## TASK BRIEF
Reproduce every line below word for word, keeping the original order.

(Spatial annotation records)
####

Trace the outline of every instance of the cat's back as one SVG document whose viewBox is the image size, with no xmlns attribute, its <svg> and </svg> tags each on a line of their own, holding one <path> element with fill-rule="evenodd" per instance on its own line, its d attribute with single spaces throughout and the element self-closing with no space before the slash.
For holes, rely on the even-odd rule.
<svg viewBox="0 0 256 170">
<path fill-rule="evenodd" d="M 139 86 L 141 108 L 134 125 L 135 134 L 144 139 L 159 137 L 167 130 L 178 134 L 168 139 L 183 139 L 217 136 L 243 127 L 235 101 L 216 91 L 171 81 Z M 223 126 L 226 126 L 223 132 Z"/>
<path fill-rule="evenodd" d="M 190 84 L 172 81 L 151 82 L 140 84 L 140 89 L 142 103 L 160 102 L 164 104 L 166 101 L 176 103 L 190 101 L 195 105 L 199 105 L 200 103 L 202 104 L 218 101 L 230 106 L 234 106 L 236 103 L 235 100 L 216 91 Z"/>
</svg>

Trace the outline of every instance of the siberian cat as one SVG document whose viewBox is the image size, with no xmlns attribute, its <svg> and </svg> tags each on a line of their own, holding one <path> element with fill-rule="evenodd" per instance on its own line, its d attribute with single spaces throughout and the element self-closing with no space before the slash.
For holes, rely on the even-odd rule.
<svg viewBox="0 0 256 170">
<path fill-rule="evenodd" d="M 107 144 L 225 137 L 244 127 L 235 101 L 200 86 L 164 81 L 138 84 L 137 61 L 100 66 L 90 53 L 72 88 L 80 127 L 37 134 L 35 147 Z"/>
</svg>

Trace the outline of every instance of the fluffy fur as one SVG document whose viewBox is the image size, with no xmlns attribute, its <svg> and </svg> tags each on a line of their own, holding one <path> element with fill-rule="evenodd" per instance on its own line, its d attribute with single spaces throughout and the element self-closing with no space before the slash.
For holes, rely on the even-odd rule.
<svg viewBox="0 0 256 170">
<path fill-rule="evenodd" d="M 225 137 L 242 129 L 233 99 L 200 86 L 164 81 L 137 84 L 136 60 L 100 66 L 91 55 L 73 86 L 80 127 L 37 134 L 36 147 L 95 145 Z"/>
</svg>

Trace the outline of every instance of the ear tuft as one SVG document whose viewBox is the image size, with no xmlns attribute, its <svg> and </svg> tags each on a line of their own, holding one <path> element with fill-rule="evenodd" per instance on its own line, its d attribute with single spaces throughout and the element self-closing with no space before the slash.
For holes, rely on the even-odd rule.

####

## EXERCISE OUTPUT
Trace the outline of every instance of the cat's back as one SVG document whose viewBox is the image size, with no xmlns attribute, its <svg> and </svg> tags each on a line of their own, holding one <path> element with fill-rule="evenodd" per instance on its own line, its d attribute with single spaces throughout and the element self-closing with no space before the slash.
For holes, rely on the even-odd rule.
<svg viewBox="0 0 256 170">
<path fill-rule="evenodd" d="M 139 86 L 141 108 L 134 125 L 135 134 L 144 139 L 159 137 L 167 130 L 178 134 L 168 139 L 183 139 L 217 136 L 243 127 L 235 101 L 216 91 L 171 81 Z M 223 126 L 226 126 L 223 132 Z"/>
<path fill-rule="evenodd" d="M 190 84 L 172 81 L 151 82 L 140 84 L 140 89 L 142 103 L 160 102 L 164 104 L 166 101 L 176 103 L 190 101 L 195 105 L 199 105 L 200 103 L 202 104 L 218 101 L 230 106 L 234 106 L 236 103 L 235 100 L 216 91 Z"/>
</svg>

Trace the outline of every instance of the siberian cat as one SVG document whose viewBox is the image size, with no xmlns attribute, its <svg> and </svg> tags each on a line of their own, holding one <path> element with fill-rule="evenodd" per instance on its own line, its d attribute with single spaces throughout and the element self-closing with no space before the slash.
For holes, rely on the even-odd rule.
<svg viewBox="0 0 256 170">
<path fill-rule="evenodd" d="M 107 144 L 225 137 L 244 127 L 235 101 L 200 86 L 164 81 L 138 84 L 137 61 L 100 66 L 90 53 L 72 88 L 80 127 L 37 134 L 35 147 Z"/>
</svg>

Trace the outline of every instance of the fluffy fur as one SVG document whose viewBox is the image size, with no xmlns attribute, its <svg> and </svg> tags each on a line of their own, holding one <path> element with fill-rule="evenodd" per instance on its own line, its d attribute with single spaces throughout and the element self-closing with no space before the slash.
For holes, rely on the even-odd rule.
<svg viewBox="0 0 256 170">
<path fill-rule="evenodd" d="M 225 137 L 242 129 L 233 99 L 200 86 L 164 81 L 137 84 L 136 60 L 100 66 L 91 55 L 73 86 L 80 127 L 37 134 L 36 147 L 95 145 Z"/>
</svg>

Trace the outline of every instance of the ear tuft as one SVG document whose viewBox is the image size, with no xmlns attribute, its <svg> and </svg> tags each on a line of their own, holding one <path> element with fill-rule="evenodd" per instance on its own line, its d attribute with single spaces throughout and the element self-closing with no space before the slash.
For holes, rely on the even-odd rule.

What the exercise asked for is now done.